BRANO FORNITO:
------
Spoleto

Festival dei 2Mondi, trionfa “HỲBRIS ” a San Simone | Delirante e scorretto, ma affascinante

La faccia straordinariamente somigliante a quella di Antonin Artaud, più o meno lo stesso dinamismo tra il delirante e lo scorretto, questo è Antonio Rezza protagonista di HỲBRIS, lavoro scritto con Flavia Mastrella.

Si legge nel programma di sala, ” Un lavoro ontologico-umoristico, delirante-realista, psicanalitico-lunare e lunatico. Rinchiuso in un rettangolo dai lati solo disegnati in terra e quindi sempre valicabili, suggerisce un ambiente frigorifero per la conservazione della specie, dotato di qualche confort per i periodi di lunga reclusione, aperto agli infiniti dell’abiezione e della risata, del paradosso e dell’accelerazione stratosferica e incontenibile, del tormentone e dello sguardo antropologico.”

Chi c’era a San Simone ieri 8 luglio, per la replica del lavoro della coppia Rezza-Mastrella, non può che concordare su alcuni punti chiave della definizione sopra citata: delirante-realista, psicanalitico-lunare e lunatico e aggiungiamo noi, scorretto. Non è che non bastassero le altre definizioni, ma lo “scorretto” è quasi la ciliegina sulla torta. Un modo peraltro di essere “carogne” che rende la piece anche più gradevole, liberatoria, come in un grande sabba stregonesco dove tutti ballano e cantano devastati dai suoni.

L’approccio alla affabulazione che non ha contenuto semantico ma che si risolve in un impasto di suoni dove spunta qua e la una parolina vera, è proprio nell’apertura del lavoro di Rezza-Mastrella quando è chiaro dove si andrà a parare. Un profluvio di testo dove di quando in quando si dice una grande verità.

Coprotagonista insieme a Rezza è una porta, portatile, che si apre e chiude su una infinità di prospettive, ambienti, storie e situazioni che trasportano lo spettatore fin dentro il delirio (assolutamente logico) di Rezza.

Tutti gli altri attori presenti in scena oltre la porta e Rezza, sono i suoi dante causa e senza di loro tutto si risolverebbe con una porta sbattuta o magari lasciata aperta in attesa. Il che ci fa pensare che tutto diventa insopportabilmente inutile senza una relazione tra umani. Relazione di qualunque genere ovviamente, incesto dalla connotazione edil-feticista incluso.

Del resto se possiedi una porta- portatile cosa ti impedisce di aprire o chiudere su qualunque limite o situazione tu voglia oltrepassare, escludere o risolvere, chi può obbligarti al contrario?
------
VOCI ELENCATE:

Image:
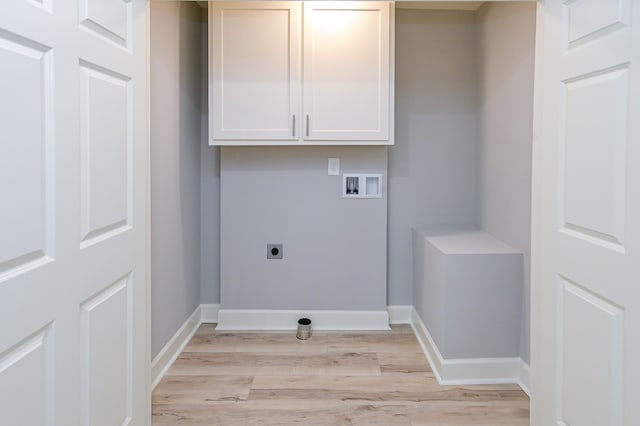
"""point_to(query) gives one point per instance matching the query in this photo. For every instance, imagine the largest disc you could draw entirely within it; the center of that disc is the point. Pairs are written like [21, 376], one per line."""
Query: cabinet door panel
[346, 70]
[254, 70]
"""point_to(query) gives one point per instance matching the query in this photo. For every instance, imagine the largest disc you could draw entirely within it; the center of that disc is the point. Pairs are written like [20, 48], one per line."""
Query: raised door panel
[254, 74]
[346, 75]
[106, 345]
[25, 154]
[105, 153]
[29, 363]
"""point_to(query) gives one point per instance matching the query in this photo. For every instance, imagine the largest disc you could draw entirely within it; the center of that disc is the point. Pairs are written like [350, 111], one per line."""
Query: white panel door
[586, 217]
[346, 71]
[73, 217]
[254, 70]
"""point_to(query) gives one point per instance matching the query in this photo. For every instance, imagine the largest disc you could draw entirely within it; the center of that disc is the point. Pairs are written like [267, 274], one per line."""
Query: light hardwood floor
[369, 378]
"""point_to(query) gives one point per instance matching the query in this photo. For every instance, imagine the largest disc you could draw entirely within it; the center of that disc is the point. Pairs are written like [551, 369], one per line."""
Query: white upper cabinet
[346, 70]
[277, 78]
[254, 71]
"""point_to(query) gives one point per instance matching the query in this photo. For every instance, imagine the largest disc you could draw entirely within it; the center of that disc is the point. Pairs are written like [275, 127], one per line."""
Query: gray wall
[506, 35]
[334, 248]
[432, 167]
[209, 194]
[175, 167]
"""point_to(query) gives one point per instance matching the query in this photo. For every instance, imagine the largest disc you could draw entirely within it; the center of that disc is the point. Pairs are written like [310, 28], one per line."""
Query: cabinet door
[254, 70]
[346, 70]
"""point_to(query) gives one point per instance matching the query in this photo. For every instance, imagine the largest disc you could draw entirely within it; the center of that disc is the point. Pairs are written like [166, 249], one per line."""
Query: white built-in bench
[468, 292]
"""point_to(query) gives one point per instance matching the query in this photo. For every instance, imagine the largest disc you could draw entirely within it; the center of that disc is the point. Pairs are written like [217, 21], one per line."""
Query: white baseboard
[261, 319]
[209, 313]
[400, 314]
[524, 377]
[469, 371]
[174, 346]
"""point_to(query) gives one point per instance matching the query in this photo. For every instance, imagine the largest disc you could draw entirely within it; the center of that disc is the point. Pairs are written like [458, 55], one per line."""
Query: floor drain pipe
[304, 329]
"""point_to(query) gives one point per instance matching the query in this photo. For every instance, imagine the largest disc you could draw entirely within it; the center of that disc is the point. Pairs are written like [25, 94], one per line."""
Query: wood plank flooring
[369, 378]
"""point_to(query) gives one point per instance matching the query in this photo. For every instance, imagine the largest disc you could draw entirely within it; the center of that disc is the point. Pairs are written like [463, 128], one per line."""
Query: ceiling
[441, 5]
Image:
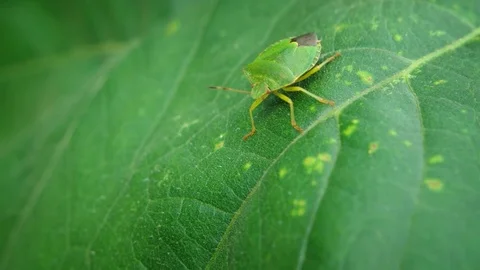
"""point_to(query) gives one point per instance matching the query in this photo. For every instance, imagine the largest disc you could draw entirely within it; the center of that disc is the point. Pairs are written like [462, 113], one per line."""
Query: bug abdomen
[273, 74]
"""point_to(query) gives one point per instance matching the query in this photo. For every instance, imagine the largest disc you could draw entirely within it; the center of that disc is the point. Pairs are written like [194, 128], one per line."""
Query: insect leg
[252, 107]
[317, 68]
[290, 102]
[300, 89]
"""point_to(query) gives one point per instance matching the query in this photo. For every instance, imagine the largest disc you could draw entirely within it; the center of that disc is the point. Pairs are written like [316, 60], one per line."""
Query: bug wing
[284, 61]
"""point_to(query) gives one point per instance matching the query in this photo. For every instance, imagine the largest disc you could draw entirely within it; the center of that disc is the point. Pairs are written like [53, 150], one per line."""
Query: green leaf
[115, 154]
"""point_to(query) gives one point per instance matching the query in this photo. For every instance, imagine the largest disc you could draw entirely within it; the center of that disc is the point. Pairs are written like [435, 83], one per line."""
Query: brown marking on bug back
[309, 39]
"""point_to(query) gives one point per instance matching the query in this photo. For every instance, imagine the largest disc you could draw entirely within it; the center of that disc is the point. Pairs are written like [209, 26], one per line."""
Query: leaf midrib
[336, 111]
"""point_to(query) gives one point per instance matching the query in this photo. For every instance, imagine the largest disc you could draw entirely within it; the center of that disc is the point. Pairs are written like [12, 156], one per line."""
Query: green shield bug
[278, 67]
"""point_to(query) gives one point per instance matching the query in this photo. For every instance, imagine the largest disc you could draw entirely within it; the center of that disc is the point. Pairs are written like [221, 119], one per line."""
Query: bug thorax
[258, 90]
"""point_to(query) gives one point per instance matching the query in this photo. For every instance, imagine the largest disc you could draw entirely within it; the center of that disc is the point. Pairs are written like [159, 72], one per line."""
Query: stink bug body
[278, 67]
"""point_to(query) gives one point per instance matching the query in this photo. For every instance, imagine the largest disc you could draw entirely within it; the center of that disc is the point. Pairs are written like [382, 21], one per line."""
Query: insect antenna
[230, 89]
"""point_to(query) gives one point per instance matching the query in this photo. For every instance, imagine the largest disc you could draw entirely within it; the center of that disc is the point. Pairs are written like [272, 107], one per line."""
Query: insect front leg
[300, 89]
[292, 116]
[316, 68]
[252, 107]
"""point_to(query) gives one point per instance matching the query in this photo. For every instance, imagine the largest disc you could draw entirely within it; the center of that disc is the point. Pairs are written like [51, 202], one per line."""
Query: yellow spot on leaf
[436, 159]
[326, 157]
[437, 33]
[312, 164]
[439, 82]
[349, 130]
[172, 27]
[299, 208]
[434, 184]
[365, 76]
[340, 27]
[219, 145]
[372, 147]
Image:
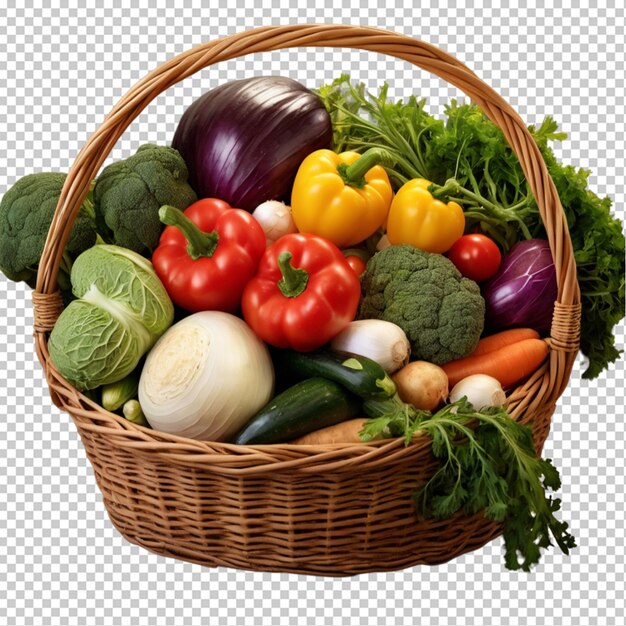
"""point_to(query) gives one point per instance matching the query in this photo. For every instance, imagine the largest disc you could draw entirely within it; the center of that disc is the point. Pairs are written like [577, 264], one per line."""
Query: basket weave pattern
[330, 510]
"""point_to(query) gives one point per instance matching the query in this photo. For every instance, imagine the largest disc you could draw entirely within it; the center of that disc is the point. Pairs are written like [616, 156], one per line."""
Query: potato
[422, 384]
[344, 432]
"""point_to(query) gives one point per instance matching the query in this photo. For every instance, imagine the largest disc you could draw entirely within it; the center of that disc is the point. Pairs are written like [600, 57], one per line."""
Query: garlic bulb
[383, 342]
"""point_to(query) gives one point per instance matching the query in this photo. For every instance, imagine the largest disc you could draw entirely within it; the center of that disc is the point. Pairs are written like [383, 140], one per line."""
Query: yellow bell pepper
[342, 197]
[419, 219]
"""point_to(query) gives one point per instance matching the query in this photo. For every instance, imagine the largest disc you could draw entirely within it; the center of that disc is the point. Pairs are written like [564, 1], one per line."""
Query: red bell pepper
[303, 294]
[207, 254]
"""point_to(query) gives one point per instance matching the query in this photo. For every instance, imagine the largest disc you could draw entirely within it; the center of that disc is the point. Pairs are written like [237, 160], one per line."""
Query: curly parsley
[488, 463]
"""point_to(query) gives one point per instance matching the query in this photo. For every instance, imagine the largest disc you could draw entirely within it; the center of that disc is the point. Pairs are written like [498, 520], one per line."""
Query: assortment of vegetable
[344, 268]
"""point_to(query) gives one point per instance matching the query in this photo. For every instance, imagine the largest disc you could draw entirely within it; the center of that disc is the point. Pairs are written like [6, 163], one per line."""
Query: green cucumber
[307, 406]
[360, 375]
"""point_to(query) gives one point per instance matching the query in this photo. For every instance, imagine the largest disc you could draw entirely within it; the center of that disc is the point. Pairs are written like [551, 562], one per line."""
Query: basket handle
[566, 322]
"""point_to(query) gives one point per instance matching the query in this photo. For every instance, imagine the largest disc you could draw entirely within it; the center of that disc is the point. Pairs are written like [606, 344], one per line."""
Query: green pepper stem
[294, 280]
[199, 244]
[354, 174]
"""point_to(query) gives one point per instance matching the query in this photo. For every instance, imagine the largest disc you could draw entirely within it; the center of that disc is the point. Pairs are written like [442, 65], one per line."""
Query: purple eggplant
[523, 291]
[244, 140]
------
OBIETTIVO: Secondo la recensione di HỲBRIS, con chi ha scritto lo spettacolo Antonio Rezza? Per questo esercizio l'elenco non serve.

RISULTATO DELL'ESERCIZIO: Con Flavia Mastrella.